> **YOUR ASSIGNMENT**: These entries are to be set down again exactly.

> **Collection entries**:
:::::
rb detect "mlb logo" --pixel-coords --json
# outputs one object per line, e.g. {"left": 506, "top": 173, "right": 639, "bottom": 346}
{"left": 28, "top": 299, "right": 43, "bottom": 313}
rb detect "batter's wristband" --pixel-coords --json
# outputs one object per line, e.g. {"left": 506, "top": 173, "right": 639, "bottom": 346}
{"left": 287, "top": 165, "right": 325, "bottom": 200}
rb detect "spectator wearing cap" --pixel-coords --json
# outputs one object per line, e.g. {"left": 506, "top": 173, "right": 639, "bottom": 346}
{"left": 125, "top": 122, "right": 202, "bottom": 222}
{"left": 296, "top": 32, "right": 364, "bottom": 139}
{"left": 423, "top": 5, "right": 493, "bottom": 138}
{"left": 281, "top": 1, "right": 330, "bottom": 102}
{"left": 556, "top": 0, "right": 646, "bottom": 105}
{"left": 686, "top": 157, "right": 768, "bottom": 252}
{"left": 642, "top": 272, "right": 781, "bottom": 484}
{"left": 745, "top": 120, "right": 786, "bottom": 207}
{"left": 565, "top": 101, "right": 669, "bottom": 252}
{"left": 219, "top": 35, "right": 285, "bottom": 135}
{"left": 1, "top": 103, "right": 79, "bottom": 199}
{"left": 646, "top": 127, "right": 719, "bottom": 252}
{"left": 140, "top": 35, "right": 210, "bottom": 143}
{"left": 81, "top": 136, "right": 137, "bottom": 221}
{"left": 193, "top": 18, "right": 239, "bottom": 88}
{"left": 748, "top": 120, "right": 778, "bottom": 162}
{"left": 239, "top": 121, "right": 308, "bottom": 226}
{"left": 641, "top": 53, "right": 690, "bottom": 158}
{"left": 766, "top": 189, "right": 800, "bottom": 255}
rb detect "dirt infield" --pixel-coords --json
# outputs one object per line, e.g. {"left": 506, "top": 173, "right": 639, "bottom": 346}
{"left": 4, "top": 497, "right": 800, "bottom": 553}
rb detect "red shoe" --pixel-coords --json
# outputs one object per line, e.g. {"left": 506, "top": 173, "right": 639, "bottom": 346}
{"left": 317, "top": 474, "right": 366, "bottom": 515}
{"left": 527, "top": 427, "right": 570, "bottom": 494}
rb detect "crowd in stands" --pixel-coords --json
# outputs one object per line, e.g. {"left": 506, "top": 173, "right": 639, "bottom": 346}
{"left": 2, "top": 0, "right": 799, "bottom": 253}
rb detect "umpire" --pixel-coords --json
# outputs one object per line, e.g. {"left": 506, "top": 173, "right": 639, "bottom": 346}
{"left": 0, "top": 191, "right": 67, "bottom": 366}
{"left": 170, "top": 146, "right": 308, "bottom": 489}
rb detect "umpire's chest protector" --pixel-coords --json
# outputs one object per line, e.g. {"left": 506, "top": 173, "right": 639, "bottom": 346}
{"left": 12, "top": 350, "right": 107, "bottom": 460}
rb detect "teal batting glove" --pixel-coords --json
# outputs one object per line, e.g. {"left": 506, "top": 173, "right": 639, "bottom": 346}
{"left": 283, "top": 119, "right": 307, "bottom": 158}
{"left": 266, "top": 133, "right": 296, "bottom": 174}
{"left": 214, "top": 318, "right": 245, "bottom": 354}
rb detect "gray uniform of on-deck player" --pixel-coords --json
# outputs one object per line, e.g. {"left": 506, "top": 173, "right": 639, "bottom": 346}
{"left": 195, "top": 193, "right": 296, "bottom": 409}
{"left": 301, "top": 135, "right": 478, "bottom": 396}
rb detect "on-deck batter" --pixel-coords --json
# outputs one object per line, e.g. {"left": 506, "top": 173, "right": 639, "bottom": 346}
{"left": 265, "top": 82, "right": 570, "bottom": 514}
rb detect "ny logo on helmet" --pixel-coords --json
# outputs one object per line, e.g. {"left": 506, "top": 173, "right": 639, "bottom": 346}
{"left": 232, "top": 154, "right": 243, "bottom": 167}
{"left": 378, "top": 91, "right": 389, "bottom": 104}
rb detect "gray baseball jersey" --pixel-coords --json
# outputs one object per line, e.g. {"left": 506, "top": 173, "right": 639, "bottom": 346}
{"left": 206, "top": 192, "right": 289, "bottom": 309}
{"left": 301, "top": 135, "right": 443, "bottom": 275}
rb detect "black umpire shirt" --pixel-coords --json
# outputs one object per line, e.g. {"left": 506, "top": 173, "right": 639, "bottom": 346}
:::::
> **WRITTEN ANSWER**:
rb detect "mlb logo" --pixel-coords --json
# outputs one object per line, e.g. {"left": 506, "top": 173, "right": 639, "bottom": 346}
{"left": 28, "top": 299, "right": 43, "bottom": 313}
rb detect "batter's wristband" --pixel-coords --json
# outputs one object per line, e.g. {"left": 506, "top": 173, "right": 639, "bottom": 346}
{"left": 287, "top": 165, "right": 325, "bottom": 200}
rb detect "spectator wearing cap" --pixel-coords --json
# outputs one object per line, e.g. {"left": 506, "top": 173, "right": 639, "bottom": 346}
{"left": 125, "top": 122, "right": 202, "bottom": 222}
{"left": 296, "top": 32, "right": 364, "bottom": 139}
{"left": 423, "top": 5, "right": 493, "bottom": 138}
{"left": 281, "top": 1, "right": 330, "bottom": 102}
{"left": 556, "top": 0, "right": 646, "bottom": 105}
{"left": 686, "top": 157, "right": 768, "bottom": 252}
{"left": 642, "top": 272, "right": 781, "bottom": 484}
{"left": 745, "top": 120, "right": 786, "bottom": 207}
{"left": 565, "top": 101, "right": 669, "bottom": 252}
{"left": 219, "top": 35, "right": 285, "bottom": 135}
{"left": 1, "top": 103, "right": 79, "bottom": 199}
{"left": 646, "top": 127, "right": 719, "bottom": 252}
{"left": 140, "top": 35, "right": 210, "bottom": 143}
{"left": 81, "top": 136, "right": 137, "bottom": 221}
{"left": 193, "top": 18, "right": 239, "bottom": 88}
{"left": 748, "top": 120, "right": 778, "bottom": 162}
{"left": 239, "top": 121, "right": 308, "bottom": 226}
{"left": 641, "top": 53, "right": 690, "bottom": 158}
{"left": 766, "top": 189, "right": 800, "bottom": 255}
rb detect "dirt infield" --pixel-coords --json
# outputs one object per line, e.g. {"left": 506, "top": 173, "right": 639, "bottom": 346}
{"left": 4, "top": 497, "right": 800, "bottom": 553}
rb detect "red shoe" --pixel-coords --json
# outputs one object per line, e.g. {"left": 506, "top": 173, "right": 639, "bottom": 346}
{"left": 317, "top": 474, "right": 366, "bottom": 515}
{"left": 527, "top": 427, "right": 570, "bottom": 494}
rb detect "crowd in stands" --pixel-coords --json
# outputs one object per line, e.g. {"left": 506, "top": 173, "right": 639, "bottom": 346}
{"left": 2, "top": 0, "right": 799, "bottom": 253}
rb detect "umpire" --pixel-coords --json
# outputs one object per line, e.g. {"left": 506, "top": 173, "right": 639, "bottom": 346}
{"left": 0, "top": 191, "right": 67, "bottom": 366}
{"left": 170, "top": 146, "right": 308, "bottom": 489}
rb detect "umpire's chest protector" --pixel-coords --json
# outputs one object per line, e.g. {"left": 506, "top": 173, "right": 639, "bottom": 346}
{"left": 12, "top": 350, "right": 107, "bottom": 460}
rb detect "teal batting glove" --pixel-coords --json
# outputs one object per line, e.g. {"left": 506, "top": 173, "right": 639, "bottom": 346}
{"left": 283, "top": 119, "right": 307, "bottom": 158}
{"left": 266, "top": 133, "right": 296, "bottom": 174}
{"left": 214, "top": 318, "right": 245, "bottom": 354}
rb detect "gray uniform of on-deck player" --pixel-coords --json
# outputs one object per line, e.g. {"left": 506, "top": 173, "right": 639, "bottom": 346}
{"left": 195, "top": 193, "right": 296, "bottom": 409}
{"left": 301, "top": 135, "right": 478, "bottom": 396}
rb detect "on-deck batter" --pixel-coords --json
# outputs one object per line, e.g. {"left": 506, "top": 173, "right": 639, "bottom": 346}
{"left": 265, "top": 82, "right": 570, "bottom": 514}
rb detect "ny logo on helmet" --pixel-coords --json
# outputs one object per line, e.g. {"left": 506, "top": 173, "right": 639, "bottom": 346}
{"left": 232, "top": 154, "right": 243, "bottom": 167}
{"left": 378, "top": 91, "right": 389, "bottom": 104}
rb detect "gray baseball jersey" --pixel-coords --json
# outputs one object per line, e.g. {"left": 506, "top": 173, "right": 639, "bottom": 346}
{"left": 206, "top": 192, "right": 289, "bottom": 309}
{"left": 301, "top": 135, "right": 443, "bottom": 275}
rb detect "black umpire shirt" --pixel-coords --json
# outputs one object per line, e.g. {"left": 506, "top": 173, "right": 639, "bottom": 346}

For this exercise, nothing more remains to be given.